▸ **WHAT TO WORK ON**: Return every line below that contains the word "pole", copied in full. Case counts when matching.

▸ **SOURCE RECORDS**:
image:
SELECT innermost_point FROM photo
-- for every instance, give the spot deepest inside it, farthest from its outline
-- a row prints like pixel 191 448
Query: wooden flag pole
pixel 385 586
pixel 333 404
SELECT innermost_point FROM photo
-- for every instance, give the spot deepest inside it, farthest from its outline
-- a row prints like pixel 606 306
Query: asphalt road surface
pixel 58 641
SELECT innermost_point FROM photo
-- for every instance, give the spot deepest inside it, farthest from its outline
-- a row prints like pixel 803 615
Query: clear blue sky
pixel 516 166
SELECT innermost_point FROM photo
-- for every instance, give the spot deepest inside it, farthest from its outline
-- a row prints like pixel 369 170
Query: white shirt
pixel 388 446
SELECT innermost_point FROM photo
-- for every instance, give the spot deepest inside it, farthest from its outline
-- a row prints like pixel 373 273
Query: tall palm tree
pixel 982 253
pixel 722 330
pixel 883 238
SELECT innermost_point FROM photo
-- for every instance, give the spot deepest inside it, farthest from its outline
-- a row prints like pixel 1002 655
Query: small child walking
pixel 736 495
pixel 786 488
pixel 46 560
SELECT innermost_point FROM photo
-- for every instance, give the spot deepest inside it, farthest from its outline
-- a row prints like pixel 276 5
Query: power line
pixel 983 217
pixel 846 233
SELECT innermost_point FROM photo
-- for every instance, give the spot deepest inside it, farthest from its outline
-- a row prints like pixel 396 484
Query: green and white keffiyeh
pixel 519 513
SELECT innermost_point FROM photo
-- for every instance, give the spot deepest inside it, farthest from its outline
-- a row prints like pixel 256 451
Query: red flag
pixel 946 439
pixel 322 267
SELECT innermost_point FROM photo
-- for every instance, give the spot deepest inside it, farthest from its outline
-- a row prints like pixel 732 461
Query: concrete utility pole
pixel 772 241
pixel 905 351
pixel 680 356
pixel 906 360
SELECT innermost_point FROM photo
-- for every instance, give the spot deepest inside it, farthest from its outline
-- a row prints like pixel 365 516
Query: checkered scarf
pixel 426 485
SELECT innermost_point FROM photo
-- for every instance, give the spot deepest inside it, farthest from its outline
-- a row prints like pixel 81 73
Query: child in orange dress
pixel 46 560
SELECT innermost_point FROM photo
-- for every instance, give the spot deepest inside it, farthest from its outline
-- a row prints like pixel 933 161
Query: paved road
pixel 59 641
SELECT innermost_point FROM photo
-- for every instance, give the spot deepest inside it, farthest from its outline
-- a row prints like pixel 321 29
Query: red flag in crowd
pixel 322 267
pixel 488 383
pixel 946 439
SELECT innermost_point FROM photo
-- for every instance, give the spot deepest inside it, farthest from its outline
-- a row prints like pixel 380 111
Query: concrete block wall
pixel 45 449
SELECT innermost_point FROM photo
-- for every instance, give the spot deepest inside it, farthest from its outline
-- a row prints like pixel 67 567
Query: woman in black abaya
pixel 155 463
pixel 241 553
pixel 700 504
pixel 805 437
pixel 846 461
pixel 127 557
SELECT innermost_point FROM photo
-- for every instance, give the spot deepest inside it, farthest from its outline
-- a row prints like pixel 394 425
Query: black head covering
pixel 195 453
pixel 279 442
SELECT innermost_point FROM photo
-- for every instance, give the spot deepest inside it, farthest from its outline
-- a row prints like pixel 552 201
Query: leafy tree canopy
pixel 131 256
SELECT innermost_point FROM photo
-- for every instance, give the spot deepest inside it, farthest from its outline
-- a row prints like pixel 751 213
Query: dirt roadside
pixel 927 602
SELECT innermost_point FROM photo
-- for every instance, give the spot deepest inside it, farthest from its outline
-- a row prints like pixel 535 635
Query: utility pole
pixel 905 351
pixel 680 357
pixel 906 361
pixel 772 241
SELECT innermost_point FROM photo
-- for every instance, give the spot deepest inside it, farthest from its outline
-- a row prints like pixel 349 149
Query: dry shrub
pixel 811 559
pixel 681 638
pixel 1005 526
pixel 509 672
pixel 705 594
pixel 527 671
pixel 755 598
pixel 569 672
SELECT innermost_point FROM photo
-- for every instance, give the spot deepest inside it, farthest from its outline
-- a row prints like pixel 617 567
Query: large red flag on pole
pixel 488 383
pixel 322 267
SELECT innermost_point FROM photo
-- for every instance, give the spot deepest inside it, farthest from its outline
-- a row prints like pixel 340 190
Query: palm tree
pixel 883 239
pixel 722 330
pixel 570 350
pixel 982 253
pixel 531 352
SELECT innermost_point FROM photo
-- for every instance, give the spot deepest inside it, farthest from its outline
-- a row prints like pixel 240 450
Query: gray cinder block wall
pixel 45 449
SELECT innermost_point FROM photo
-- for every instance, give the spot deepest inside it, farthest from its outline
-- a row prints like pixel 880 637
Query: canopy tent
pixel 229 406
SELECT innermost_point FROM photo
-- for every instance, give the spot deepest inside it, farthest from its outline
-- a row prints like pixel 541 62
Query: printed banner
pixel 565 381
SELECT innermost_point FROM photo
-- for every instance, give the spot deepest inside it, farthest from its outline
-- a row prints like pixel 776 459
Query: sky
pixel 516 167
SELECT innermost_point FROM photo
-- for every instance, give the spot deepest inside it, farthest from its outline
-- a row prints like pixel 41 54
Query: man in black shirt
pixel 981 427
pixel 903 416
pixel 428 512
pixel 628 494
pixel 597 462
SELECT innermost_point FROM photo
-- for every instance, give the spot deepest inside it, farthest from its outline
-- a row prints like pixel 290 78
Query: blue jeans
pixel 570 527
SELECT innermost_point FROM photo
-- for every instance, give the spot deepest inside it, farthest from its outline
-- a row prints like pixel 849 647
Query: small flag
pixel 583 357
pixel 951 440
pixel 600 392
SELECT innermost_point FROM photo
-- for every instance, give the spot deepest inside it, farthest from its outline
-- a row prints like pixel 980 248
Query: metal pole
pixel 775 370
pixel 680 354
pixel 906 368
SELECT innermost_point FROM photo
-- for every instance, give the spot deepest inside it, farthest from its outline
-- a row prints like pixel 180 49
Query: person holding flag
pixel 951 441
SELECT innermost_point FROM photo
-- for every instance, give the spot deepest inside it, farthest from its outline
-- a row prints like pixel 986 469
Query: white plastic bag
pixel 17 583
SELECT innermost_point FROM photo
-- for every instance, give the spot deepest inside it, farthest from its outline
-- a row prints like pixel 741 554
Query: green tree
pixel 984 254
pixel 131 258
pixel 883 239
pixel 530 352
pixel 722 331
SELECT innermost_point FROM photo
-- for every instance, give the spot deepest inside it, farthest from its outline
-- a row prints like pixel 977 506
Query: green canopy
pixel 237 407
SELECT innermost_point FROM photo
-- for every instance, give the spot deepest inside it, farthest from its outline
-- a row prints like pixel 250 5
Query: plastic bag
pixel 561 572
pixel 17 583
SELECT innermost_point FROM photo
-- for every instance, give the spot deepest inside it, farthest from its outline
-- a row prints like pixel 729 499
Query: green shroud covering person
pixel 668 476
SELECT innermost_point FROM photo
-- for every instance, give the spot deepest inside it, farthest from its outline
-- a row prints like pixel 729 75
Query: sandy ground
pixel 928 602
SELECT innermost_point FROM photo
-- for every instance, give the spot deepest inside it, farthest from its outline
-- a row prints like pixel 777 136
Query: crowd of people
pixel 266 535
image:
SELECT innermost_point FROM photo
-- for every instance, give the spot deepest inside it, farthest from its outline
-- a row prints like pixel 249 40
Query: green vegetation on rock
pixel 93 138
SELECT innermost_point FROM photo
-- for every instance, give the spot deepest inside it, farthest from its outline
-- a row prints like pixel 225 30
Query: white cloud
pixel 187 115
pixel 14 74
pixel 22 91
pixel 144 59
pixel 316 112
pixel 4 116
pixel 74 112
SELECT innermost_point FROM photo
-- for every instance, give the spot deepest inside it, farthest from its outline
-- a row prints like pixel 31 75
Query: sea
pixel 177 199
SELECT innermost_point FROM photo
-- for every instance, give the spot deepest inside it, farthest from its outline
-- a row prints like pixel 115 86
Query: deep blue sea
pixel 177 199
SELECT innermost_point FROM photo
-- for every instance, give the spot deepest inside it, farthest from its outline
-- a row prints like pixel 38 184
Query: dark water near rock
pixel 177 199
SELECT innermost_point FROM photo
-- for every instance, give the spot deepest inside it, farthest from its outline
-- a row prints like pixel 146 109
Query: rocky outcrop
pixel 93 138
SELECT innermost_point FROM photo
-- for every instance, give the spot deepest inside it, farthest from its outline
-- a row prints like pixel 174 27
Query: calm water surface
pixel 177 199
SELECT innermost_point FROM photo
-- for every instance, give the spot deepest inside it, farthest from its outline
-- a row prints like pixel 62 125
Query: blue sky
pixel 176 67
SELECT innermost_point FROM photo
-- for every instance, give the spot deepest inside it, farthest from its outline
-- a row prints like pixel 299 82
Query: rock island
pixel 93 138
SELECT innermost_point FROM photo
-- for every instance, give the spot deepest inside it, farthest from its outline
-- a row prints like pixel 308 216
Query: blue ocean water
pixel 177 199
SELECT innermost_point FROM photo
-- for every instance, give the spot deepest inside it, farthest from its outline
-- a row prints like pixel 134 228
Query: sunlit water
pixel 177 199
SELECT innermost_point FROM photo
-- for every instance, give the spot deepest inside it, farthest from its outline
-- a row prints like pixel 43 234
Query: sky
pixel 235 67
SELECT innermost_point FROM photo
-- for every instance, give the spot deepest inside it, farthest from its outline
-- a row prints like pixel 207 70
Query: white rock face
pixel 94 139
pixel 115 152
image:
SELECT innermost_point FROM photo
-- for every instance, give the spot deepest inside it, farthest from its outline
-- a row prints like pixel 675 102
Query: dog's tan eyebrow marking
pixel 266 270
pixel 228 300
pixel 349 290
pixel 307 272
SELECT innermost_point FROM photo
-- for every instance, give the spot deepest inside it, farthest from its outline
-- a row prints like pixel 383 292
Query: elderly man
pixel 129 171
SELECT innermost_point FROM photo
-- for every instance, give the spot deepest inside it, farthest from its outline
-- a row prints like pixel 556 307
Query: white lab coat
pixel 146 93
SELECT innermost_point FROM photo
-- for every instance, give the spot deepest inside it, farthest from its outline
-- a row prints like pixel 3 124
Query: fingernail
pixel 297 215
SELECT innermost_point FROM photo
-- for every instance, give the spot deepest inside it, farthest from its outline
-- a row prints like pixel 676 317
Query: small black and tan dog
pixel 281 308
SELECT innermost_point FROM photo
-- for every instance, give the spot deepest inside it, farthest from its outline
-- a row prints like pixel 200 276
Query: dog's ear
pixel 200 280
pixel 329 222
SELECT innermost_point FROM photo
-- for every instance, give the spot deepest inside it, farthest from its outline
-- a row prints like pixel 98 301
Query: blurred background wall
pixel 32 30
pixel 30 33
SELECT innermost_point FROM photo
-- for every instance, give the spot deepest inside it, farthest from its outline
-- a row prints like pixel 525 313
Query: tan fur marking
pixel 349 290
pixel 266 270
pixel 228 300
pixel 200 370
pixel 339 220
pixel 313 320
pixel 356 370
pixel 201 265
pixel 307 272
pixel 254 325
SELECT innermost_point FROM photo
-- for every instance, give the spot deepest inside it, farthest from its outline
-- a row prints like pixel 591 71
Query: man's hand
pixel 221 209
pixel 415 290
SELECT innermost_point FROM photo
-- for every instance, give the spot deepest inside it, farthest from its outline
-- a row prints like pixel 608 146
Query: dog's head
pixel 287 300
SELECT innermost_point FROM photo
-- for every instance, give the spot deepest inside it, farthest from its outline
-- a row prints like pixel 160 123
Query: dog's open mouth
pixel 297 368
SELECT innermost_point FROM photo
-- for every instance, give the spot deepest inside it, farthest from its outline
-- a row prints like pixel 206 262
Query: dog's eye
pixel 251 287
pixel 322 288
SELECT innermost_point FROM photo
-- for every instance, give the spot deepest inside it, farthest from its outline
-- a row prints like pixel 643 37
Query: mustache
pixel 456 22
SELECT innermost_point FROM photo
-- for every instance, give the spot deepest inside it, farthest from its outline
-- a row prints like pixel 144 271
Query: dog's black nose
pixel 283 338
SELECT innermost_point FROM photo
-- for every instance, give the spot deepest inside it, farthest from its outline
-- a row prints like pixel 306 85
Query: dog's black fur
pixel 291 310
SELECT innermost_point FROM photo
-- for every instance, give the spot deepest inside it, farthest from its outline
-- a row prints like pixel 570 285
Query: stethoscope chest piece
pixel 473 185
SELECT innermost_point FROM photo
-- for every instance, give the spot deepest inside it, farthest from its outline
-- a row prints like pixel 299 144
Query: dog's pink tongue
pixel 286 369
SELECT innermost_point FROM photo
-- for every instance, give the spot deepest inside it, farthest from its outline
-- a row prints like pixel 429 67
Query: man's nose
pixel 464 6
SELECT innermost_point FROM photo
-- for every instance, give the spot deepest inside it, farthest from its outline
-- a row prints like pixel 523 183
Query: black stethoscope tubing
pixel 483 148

▸ **OUTPUT OF THE EXERCISE**:
Query: wooden flag pole
Query: concrete utility pole
Query: utility pole
Query: large red flag on pole
Query: metal pole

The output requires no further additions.